Records excerpted from a collection:
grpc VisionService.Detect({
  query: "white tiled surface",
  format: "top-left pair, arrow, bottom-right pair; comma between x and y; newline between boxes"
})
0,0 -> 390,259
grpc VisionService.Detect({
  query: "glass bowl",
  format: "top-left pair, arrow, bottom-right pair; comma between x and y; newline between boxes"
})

* [What you need to do] Convert every line of the listing above into a numbered list, leaving out any blank lines.

* [Reply]
1. grpc VisionService.Detect({
2.   query: "white tiled surface",
3.   format: "top-left pair, arrow, bottom-right pair; comma between x and y; newline between boxes"
4. })
5. 0,0 -> 390,259
6. grpc VisionService.Detect({
7.   query: "glass bowl",
8.   format: "top-left pair, arrow, bottom-right pair; comma between x and y; newline between boxes"
9. })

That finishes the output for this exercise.